**Extrait du document:**
========================================

Maroc: Soulaimane Raissouni est en prison depuis 2 ans


Maroc:  2 ans ...

Tawfiq Bouachrine,            Soulaïmane Raïssouni,             Omar Radi


C’est un bien triste anniversaire que l’on a fêté hier. Cela fait maintenant deux années que Soulaimane Raissouni est en prison. Une opportunité pour revenir sur les circonstances qui m’ont amené à le connaitre, le respecter et l’admirer.

“Je souhaiterais réaliser un entretien sur l’histoire du Journal Hebdomadaire” C’est par cette requête que j’ai connu Soulaimane Raissouni. Il était encore à Al Massae. J’ai commencé par refuser. Je ne le connaissais pas vraiment, mais son journal, oui. J’avais du mal avec cette presse qui usait de pugnacité avec tout le monde sauf avec ceux qui la méritaient le plus -le complexe de rentiers et de sécuritaires qui tient le pays. Je doutais de sa promesse de publier mes réponses fidèlement. Pour me convaincre de son intérêt, il offrait de se déplacer en Tunisie où je me trouvais pour une conférence.

========================================

**Consignes:**
- a) Dans le texte sur Soulaimane Raissouni, recopiez le passage qui commence à « Maroc:  2 ans » et se termine à « respecter et l’admirer. », en substituant « jour » à « anniversaire ».
- b) D'après le texte sur Soulaimane Raissouni, dans quel journal travaillait-il encore lorsqu'il a demandé l'entretien sur le Journal Hebdomadaire ?
- c) Poursuivez le texte sur Soulaimane Raissouni à la suite de sa dernière phrase.

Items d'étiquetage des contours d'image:
========================================

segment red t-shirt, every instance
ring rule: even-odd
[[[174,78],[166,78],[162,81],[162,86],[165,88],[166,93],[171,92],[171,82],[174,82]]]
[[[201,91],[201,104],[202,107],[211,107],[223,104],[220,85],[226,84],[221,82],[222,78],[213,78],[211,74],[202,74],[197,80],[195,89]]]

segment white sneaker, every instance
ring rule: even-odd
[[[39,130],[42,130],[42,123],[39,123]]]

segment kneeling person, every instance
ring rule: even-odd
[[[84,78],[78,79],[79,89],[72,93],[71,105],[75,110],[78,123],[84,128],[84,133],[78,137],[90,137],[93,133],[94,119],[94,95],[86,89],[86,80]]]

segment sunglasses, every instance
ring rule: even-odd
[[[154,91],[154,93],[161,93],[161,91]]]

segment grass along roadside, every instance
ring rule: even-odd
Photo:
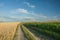
[[[25,36],[27,37],[28,40],[39,40],[34,34],[32,34],[26,27],[23,25],[21,26],[23,32],[25,33]]]

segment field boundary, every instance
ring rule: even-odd
[[[25,36],[27,37],[28,40],[37,40],[38,38],[32,34],[25,26],[21,26]]]

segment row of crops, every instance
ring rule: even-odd
[[[37,33],[52,37],[54,40],[60,40],[60,22],[29,22],[24,23],[23,25],[35,30]]]

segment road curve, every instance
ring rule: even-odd
[[[21,30],[21,26],[18,25],[15,36],[14,36],[14,40],[26,40],[22,30]]]

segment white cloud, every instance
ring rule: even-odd
[[[4,3],[0,3],[0,7],[3,7],[4,6]]]
[[[33,16],[39,17],[39,18],[48,18],[47,16],[43,15],[43,14],[36,14],[36,13],[32,13]]]
[[[35,7],[36,7],[35,5],[31,5],[31,4],[28,3],[28,2],[24,2],[24,4],[26,4],[28,7],[31,7],[31,8],[35,8]]]
[[[23,13],[23,14],[28,14],[28,10],[22,9],[22,8],[18,8],[15,11],[12,11],[12,13]]]

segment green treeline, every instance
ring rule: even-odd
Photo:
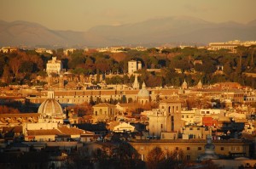
[[[47,61],[57,56],[63,68],[73,76],[127,73],[128,61],[136,59],[143,65],[139,82],[145,82],[147,87],[180,86],[185,79],[189,86],[195,86],[201,80],[203,84],[234,82],[255,88],[255,78],[245,76],[245,73],[256,73],[255,46],[237,47],[236,50],[236,54],[231,54],[225,49],[173,48],[160,51],[153,48],[146,51],[125,48],[125,53],[111,54],[77,49],[64,55],[63,48],[59,48],[53,51],[53,54],[38,54],[33,50],[0,53],[1,86],[41,84],[38,80],[35,81],[36,77],[46,76]],[[148,72],[146,69],[160,70]],[[133,76],[115,76],[107,78],[106,83],[126,84],[133,80]]]

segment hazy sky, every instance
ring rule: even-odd
[[[256,19],[255,7],[256,0],[1,0],[0,20],[73,31],[179,15],[247,23]]]

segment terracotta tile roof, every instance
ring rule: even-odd
[[[14,132],[15,133],[20,133],[22,132],[22,126],[16,126],[16,127],[3,127],[3,133]]]
[[[20,114],[0,114],[0,118],[12,117],[34,117],[38,118],[38,113],[20,113]]]
[[[113,108],[115,107],[115,105],[108,103],[103,103],[103,104],[94,105],[93,107],[113,107]]]
[[[85,133],[84,130],[79,129],[79,128],[75,128],[75,127],[58,127],[58,130],[62,133],[62,134],[68,134],[68,135],[73,135],[73,134],[83,134]]]
[[[57,129],[29,130],[27,135],[62,135],[62,133]]]
[[[125,90],[125,94],[137,94],[139,90]]]

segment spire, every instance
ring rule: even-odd
[[[49,90],[47,93],[48,99],[54,99],[55,98],[55,92],[53,90]]]
[[[201,83],[201,80],[197,83],[197,88],[202,88],[202,83]]]
[[[139,88],[139,83],[137,82],[137,74],[135,74],[135,79],[134,79],[134,82],[133,82],[133,85],[132,85],[132,88],[133,89],[138,89]]]
[[[143,82],[142,88],[143,88],[143,89],[146,88],[145,82]]]
[[[183,89],[188,88],[188,83],[186,82],[186,80],[185,80],[185,79],[184,79],[183,83],[182,84],[182,88],[183,88]]]

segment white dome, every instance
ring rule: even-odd
[[[146,89],[146,85],[145,82],[143,84],[143,88],[140,89],[139,93],[137,93],[138,98],[145,98],[145,97],[149,97],[149,93]]]
[[[41,104],[38,109],[38,113],[43,117],[63,118],[65,114],[61,105],[54,99],[48,99]]]
[[[146,88],[142,88],[137,93],[137,97],[139,98],[149,97],[149,93]]]

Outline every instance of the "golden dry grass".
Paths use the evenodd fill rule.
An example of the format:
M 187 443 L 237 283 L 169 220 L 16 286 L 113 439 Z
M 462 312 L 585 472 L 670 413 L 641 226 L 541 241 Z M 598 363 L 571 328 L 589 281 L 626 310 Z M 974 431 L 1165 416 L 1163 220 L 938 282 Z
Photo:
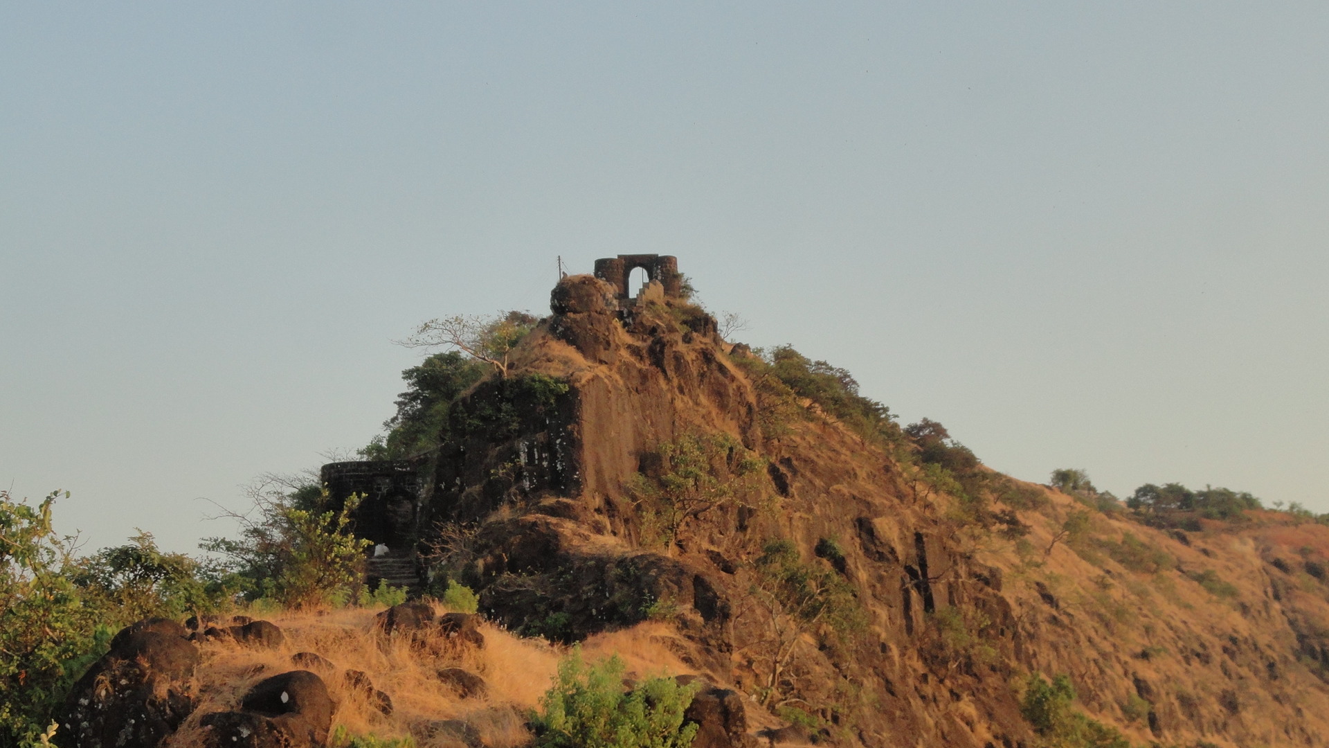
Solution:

========================================

**Réponses par tâche:**
- a)
Maroc:  2 ans ...

Tawfiq Bouachrine,            Soulaïmane Raïssouni,             Omar Radi


C’est un bien triste jour que l’on a fêté hier. Cela fait maintenant deux années que Soulaimane Raissouni est en prison. Une opportunité pour revenir sur les circonstances qui m’ont amené à le connaitre, le respecter et l’admirer.

- b) Il travaillait encore à Al Massae.

- c)
Comme souvent dans ces circonstances, je recours à mon père. Son nez pour le makhzénisé ou, plus utile encore, le makzanizable, lui faisait rarement défaut. Je n’ai pas pu finir ma question qu’il me disait d’y aller les yeux fermés. Selon Si Khalid, Soulaimane était un “vrai”.

Mon admiration pour sa probité et son courage n’ont cessé de grandir depuis. J’en suis venu à le considérer comme le meilleur éditorialiste marocain de ces dernières années. Son travail de militant des droits de l’homme et son expérience de journaliste lui ont forgé la capacité d’analyse et l’intelligence nécessaire pour écrire comme les marocains ont besoin qu’on leur écrive. Avec une plume courageuse et respectueuse de leur intelligence. C’est, je crois, la raison de ses malheurs.

Contre vents et marées, il a cru qu’une presse indépendante était possible au Maroc. Quand on lance un nouveau média, comme il l’a fait à un moment, et qu’on a les engagements éditoriaux sans compromis comme les siens, c’est qu’on a la foi. Il a été jusqu’au bout de ses convictions. Certains diraient son engagement déraisonnable. Critiquer les puissants lorsque ceux-ci ne rechignent devant rien ou presque pour vous faire taire, n’est ce pas là le signe de l’inconscience ? Peut être. Mais rien n’a jamais changé sans cette inconscience là.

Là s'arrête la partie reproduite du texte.